▸ **What you need to do**:
Set down every entry again, exactly as it appears.
(Excerpted records)
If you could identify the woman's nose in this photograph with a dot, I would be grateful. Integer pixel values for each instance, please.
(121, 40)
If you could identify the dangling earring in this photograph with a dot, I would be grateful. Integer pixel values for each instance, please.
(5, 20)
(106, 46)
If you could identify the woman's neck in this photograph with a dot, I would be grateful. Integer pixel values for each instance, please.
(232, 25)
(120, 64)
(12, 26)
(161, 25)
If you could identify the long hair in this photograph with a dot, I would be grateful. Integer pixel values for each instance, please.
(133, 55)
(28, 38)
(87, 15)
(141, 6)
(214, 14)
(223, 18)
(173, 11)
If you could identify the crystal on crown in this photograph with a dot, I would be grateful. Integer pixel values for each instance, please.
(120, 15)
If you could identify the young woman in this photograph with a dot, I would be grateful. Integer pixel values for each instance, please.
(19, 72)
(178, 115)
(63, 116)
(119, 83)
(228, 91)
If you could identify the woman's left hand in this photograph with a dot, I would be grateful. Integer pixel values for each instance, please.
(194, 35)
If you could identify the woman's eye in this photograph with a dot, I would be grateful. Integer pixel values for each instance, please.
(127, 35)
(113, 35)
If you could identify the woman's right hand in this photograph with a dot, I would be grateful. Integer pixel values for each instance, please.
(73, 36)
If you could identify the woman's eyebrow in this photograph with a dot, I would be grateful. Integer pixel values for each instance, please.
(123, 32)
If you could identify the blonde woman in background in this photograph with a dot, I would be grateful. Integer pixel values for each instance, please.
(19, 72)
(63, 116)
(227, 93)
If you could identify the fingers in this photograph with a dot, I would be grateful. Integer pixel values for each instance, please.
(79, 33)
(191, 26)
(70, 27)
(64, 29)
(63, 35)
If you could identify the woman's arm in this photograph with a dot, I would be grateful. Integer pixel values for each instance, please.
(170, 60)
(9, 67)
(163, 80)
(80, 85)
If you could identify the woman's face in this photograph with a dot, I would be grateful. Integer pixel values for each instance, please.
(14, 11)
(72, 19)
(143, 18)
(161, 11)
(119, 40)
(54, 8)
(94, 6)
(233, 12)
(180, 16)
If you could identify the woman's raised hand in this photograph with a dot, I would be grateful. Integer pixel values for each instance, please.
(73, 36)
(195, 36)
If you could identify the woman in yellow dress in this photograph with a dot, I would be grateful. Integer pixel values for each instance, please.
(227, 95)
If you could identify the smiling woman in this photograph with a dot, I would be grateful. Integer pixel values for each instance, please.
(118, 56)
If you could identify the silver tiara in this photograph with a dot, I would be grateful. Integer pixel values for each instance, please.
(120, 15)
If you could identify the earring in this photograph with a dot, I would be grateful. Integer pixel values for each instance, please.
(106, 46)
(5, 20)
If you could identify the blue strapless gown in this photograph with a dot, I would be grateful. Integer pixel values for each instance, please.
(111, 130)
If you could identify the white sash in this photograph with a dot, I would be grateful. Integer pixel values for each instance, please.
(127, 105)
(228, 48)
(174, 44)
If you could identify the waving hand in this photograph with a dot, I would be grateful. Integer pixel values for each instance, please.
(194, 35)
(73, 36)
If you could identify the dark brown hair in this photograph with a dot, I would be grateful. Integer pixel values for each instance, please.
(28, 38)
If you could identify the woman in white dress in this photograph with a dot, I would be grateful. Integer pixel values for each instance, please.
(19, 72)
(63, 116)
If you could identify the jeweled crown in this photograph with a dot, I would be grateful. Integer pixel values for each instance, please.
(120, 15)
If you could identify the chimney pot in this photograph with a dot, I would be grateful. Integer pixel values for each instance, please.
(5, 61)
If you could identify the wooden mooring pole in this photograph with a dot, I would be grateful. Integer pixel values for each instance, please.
(End Excerpted records)
▸ **Answer space**:
If you could identify the woman's nose in this photograph with a dot, I would be grateful. Integer pixel values for each instance, please.
(121, 40)
If you could identify the dangling earring in this photograph with a dot, I would be grateful. Integer pixel values for each instance, please.
(5, 20)
(106, 46)
If you could identify the woman's neck in this photograph with a dot, I would be grateful. Integer pixel values for each instance, please.
(232, 25)
(120, 64)
(12, 26)
(161, 25)
If you could identify the long hair in this photograph with a dot, I would be grateful. Integer pixel values for each instance, please.
(133, 55)
(28, 38)
(87, 15)
(141, 6)
(214, 14)
(223, 18)
(173, 11)
If you could identify the crystal on crown in this photograph with a dot, I would be grateful. Integer pixel values for each instance, please.
(120, 15)
If you could identify the young woman in this photograph with a dot, I would be grateful. Integer pixel values for each instance, please.
(19, 72)
(178, 115)
(63, 116)
(119, 83)
(228, 91)
If you could identify the woman's left hand in this photograph with a dot, I would be grateful. Integer pixel values for each instance, please.
(194, 35)
If you could identify the woman's eye in this photograph with a dot, I would be grateful. Integer pixel values for each instance, please.
(127, 35)
(113, 35)
If you could identify the woman's right hand in this photograph with a dot, I would be grateful. Integer pixel values for each instance, please.
(73, 36)
If you could identify the woman's eyebrow in this photograph with a dot, I would be grateful. Integer pixel values for each instance, please.
(123, 32)
If you could identify the blonde woman in background in this photograph with a dot, I would be grateful. Integer pixel values for each instance, please.
(19, 72)
(63, 116)
(227, 93)
If you could identify the fingers in this photograph with a dot, I would be grateful. Integer pixel values for each instance, please.
(79, 33)
(191, 26)
(70, 27)
(64, 29)
(63, 35)
If you could identify the woman's arm in this photograph with a dot, I would be grateful. Integer pixel values for each instance, please.
(170, 60)
(9, 67)
(163, 80)
(80, 85)
If you could identify the woman's face in this photograph with a dot, I would be grateful. Integer pixel values for each instance, please.
(14, 11)
(72, 19)
(143, 18)
(161, 11)
(119, 40)
(54, 8)
(94, 6)
(233, 12)
(180, 16)
If you could identify the woman's raised hand in this photograph with a dot, I would be grateful. Integer pixel values for each instance, please.
(73, 36)
(195, 36)
If you could identify the woman in yellow dress in this photograph with a dot, I would be grateful. Integer pixel values for each instance, please.
(227, 95)
If you could identify the smiling woman in this photograph with a dot, I would be grateful. Integer pixel values for each instance, please.
(118, 56)
If you could identify the silver tiara in this photograph with a dot, I would be grateful. Integer pixel values for each instance, please.
(120, 15)
If you could identify the earring in this photograph with a dot, I would be grateful. Integer pixel values for each instance, please.
(106, 46)
(5, 20)
If you could identify the blue strapless gown in this photograph with a dot, I would be grateful. Integer pixel values for each instance, please.
(111, 130)
If you could identify the white sash in this photograph with a dot, I would be grateful. Integer pixel values for each instance, please.
(127, 105)
(228, 48)
(174, 44)
If you could identify the waving hand in this photograph with a dot, I would be grateful. Integer pixel values for each instance, please.
(194, 35)
(73, 36)
If you could identify the dark brown hair in this photograph with a dot, I would be grateful. Integer pixel values for each instance, please.
(28, 38)
If you could identify the woman in white dress in this photograph with a dot, I would be grateful. Integer pixel values for each instance, please.
(19, 72)
(63, 116)
If you could identify the jeweled crown in this photograph with a dot, I would be grateful. Integer pixel values for each instance, please.
(120, 15)
If you could identify the chimney pot in this photograph with a dot, I would be grateful. Integer pixel values for each instance, please.
(5, 61)
If you could identify the wooden mooring pole in this photograph with a dot, I would be grateful. Integer pixel values for each instance, please.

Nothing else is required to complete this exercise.